:: Instructions to follow ::
Rewrite the rows beginning with the one that contains "wooden deck, a" and running through the last row, replacing "largest circle" with "biggest circle" and keeping everything else the same.

:: The input ::
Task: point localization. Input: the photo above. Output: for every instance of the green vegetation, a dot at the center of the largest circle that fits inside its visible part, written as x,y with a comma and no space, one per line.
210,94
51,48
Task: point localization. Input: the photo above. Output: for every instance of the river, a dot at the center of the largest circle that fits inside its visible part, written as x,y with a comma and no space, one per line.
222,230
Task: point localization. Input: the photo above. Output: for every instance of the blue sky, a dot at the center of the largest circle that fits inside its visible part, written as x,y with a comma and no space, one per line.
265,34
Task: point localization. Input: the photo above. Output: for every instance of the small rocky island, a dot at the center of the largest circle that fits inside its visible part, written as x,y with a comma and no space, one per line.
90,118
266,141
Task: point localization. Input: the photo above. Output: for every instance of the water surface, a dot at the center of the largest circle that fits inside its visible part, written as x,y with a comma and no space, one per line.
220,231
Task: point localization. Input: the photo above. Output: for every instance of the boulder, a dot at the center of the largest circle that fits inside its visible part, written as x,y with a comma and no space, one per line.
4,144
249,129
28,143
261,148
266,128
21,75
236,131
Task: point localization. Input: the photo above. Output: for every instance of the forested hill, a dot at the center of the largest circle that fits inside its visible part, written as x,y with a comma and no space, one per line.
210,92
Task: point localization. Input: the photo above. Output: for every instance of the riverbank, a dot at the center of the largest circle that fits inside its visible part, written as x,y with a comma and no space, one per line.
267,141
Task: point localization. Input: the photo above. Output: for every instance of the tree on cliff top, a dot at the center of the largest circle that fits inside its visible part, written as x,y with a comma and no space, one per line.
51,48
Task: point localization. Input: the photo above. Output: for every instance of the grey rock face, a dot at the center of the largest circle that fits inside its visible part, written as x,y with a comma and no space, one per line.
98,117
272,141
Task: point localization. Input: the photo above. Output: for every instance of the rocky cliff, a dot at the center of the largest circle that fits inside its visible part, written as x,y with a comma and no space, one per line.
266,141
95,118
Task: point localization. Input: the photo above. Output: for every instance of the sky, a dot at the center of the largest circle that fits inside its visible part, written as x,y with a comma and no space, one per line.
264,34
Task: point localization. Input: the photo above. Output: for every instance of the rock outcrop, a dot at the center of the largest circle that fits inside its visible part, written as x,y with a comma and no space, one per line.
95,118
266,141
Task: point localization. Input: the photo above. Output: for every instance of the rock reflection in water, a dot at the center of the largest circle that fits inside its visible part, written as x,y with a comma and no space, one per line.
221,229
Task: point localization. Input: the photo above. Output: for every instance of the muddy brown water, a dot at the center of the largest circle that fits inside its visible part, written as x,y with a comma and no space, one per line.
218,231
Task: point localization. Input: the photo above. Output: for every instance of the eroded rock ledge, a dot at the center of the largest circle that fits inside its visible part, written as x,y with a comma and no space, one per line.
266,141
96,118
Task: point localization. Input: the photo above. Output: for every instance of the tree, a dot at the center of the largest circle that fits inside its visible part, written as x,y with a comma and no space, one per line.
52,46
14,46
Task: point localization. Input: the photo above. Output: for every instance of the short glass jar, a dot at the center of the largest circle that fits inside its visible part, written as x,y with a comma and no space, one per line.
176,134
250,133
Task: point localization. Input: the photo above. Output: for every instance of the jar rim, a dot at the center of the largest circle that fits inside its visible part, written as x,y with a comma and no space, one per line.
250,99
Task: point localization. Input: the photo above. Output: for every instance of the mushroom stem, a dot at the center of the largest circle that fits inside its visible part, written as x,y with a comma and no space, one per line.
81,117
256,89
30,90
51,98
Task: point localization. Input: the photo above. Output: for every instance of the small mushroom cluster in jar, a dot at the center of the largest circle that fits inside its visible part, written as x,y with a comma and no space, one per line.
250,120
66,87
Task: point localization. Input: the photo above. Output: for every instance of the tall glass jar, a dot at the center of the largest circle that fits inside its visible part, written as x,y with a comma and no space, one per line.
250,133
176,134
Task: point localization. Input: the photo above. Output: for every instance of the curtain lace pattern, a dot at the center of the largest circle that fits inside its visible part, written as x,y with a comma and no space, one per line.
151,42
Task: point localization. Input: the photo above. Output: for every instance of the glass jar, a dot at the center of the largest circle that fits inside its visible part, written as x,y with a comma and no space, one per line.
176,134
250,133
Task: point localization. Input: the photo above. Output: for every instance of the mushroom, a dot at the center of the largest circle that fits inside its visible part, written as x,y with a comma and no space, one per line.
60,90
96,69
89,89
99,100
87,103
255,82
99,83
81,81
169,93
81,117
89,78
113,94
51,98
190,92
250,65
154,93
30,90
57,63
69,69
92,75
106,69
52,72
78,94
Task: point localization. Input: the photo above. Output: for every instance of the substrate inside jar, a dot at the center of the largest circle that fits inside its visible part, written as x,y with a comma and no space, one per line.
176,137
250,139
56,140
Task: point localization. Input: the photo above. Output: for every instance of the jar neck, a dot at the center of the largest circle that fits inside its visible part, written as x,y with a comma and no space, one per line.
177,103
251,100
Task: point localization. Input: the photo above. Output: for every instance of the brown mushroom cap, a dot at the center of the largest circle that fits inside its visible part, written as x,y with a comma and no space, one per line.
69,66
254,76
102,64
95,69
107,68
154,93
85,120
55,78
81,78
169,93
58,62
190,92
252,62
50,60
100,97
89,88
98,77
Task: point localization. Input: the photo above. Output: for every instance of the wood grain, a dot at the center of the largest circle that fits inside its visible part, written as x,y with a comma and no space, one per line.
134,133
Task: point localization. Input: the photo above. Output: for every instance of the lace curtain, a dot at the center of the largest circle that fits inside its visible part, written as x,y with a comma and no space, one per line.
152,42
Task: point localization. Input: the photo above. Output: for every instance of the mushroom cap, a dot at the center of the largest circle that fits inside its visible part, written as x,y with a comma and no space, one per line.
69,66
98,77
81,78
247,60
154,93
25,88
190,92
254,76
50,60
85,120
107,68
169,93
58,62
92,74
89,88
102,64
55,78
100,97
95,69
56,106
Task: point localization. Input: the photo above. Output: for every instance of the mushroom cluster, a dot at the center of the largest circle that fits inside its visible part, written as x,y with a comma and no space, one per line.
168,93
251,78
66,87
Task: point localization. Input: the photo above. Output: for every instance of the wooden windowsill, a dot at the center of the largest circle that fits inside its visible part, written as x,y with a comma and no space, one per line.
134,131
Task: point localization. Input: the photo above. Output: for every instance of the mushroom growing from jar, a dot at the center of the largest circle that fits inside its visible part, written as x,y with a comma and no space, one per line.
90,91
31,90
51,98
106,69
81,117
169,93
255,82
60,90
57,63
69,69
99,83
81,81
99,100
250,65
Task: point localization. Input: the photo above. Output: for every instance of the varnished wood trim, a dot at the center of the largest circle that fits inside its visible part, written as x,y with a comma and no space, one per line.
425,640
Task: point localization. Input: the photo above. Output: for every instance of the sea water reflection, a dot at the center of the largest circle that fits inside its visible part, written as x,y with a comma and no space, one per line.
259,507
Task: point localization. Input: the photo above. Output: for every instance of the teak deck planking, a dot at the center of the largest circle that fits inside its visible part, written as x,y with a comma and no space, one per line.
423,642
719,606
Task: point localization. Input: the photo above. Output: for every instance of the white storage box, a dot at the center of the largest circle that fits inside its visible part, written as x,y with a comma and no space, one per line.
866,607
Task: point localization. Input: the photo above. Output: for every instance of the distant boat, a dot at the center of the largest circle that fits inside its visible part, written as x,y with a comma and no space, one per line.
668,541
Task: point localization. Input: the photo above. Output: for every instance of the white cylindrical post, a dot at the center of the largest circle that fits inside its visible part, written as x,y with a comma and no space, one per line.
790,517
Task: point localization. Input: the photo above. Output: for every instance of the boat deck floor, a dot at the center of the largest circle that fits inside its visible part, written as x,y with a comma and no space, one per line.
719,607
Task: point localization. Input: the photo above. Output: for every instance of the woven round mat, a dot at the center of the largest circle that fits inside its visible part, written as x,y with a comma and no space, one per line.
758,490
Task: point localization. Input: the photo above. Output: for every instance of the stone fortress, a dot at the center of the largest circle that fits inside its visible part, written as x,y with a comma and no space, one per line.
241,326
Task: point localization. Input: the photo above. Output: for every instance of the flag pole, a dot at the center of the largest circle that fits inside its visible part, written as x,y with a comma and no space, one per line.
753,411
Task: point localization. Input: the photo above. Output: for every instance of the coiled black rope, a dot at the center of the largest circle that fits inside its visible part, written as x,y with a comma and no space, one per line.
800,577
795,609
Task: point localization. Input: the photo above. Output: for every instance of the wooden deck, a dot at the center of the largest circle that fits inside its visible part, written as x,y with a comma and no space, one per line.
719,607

:: Task solution ::
Task: point localization. Input: the photo above. Output: for every instance of the wooden deck, a dot at the center of the biggest circle that fits inside its visible part, written as x,y with a comma and no space, one per line.
719,607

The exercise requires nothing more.